> [REQUIRED TASK] Render the lines below as a two-column CSV with the columns text and answer. Give one row for each line together with its answer, put each field in quotation marks, and replace every line break within a field with a space.

> [ENTRIES SUPPLIED]

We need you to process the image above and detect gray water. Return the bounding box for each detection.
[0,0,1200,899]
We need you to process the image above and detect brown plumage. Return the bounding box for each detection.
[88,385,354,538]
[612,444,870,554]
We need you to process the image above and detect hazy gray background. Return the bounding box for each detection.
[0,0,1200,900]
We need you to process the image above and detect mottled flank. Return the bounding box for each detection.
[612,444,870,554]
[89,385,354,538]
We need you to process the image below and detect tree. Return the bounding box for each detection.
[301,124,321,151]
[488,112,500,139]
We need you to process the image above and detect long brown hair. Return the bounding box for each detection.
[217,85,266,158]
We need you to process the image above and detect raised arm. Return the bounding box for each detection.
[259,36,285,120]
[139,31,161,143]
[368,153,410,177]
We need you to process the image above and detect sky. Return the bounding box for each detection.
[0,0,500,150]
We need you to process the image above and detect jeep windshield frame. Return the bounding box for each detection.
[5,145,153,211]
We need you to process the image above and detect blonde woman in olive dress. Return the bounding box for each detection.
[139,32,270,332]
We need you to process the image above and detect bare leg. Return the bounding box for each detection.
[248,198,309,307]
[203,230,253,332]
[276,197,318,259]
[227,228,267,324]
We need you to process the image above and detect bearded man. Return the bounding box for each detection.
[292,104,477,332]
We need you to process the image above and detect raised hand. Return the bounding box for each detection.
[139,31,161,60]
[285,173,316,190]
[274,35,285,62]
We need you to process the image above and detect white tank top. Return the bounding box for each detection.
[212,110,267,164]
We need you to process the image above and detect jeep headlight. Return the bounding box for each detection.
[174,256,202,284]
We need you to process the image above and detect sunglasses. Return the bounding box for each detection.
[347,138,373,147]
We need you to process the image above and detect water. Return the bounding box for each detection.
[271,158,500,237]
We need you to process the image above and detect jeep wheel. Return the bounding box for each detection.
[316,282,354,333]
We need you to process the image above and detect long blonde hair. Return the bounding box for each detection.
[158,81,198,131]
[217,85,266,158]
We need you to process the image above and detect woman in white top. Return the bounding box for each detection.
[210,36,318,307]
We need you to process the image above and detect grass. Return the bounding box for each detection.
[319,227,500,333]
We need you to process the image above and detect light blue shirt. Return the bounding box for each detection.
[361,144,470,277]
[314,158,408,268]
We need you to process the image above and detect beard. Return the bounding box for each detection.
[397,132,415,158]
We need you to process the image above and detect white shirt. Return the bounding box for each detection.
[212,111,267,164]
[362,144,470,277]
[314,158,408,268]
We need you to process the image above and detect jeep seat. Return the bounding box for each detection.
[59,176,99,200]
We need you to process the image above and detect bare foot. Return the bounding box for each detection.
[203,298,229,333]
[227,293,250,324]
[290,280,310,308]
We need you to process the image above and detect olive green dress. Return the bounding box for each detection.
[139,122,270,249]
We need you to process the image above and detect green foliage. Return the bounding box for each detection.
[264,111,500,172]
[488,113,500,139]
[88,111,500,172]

> [RESPONSE TO THE EXERCISE]
text,answer
"We need you to process the image above and detect gray water. Return the bounding box for each detection.","[0,0,1200,899]"
"We need you to process the image above and detect brown plumage. Return the bounding box for each detection.","[88,385,354,538] [612,444,870,554]"
"We need you to process the image above and detect hazy gray background. Return the bounding box for each detection.","[0,0,1200,900]"
"We need you to process the image above and detect mottled flank. Return the bounding box for each detection.","[612,444,870,554] [89,385,354,538]"
"We need you to process the image below and detect tree. Return the bounding box for each detection.","[301,124,321,151] [488,112,500,139]"
"We need you to process the image above and detect long brown hair. Return the bounding box for each detection.","[217,85,266,158]"
"We need you to process the image above and detect raised arm. Return the bounding box for each detection.","[259,36,285,120] [139,31,161,143] [368,153,410,177]"
"We need you to process the image above and detect sky. Return the bounding box for each detection.","[0,0,500,150]"
"We need you to process the image above and detect jeep windshield frame. Return the bounding box for each detection.","[5,145,153,211]"
"We need you to process the image above and detect blonde woman in olive dress. Return the bounding box for each detection.","[139,32,270,332]"
"We need you to process the image above and detect bare leg. Return the bounding box for each detection.","[248,198,309,307] [203,230,253,332] [276,197,318,259] [227,228,267,324]"
"We need you to process the image above and detect bearded man. Return the bounding box for each detection.","[292,104,477,332]"
"We need you to process the image above and detect raised hand. Return the bounding box for each detection.","[139,31,161,60] [285,173,316,190] [274,35,285,62]"
"We need you to process the image above and detect white tank top. Return the bounding box for each detection.","[212,110,267,164]"
"We need you to process the image above and detect jeep headlight. Return the bounding box for each detection.","[174,256,202,284]"
"We need you to process the image above and detect sunglasses. Return the bounding box for each detection.","[347,138,373,147]"
"We need you to process the image above and detect water. Return the bounding box for each detection.","[271,158,500,237]"
"We need you to process the image above and detect jeep wheel. Return the bounding box for each detection.","[316,282,354,333]"
"We need you to process the image above and detect long blonde hair. Return the bounding box for each detection.","[158,81,198,131] [217,85,266,158]"
"We need you to process the image above and detect woman in white top. Return the bounding box for each detection.","[210,36,318,307]"
"We need you to process the image above and detect grass. Return the bounding box for each detection.","[319,227,500,333]"
"We need you to process the image above and detect light blue shirt. Return the bounding box for each detection.","[361,144,470,277] [314,158,408,268]"
"We need you to process the image above and detect beard. Return the bounding box for each detection.","[397,132,415,158]"
"We need you to process the image above and detect white shirt. Return the bounding box for each detection.","[212,111,267,164] [362,144,470,277] [314,158,408,268]"
"We need you to process the image above and detect jeep seat. Return the bounding box for each detection.","[59,176,99,200]"
"We need you to process the image above and detect bare foot. Return the bounding box for each detection.","[203,298,229,333] [227,293,250,324] [290,280,310,308]"
"We need you to process the image above and detect olive green dress. Return the bounding box for each detection.","[139,122,270,249]"
"We need you to process the image above and detect green foliage. Return the bounding box for each detection.","[264,111,500,172] [488,113,500,139] [88,111,500,172]"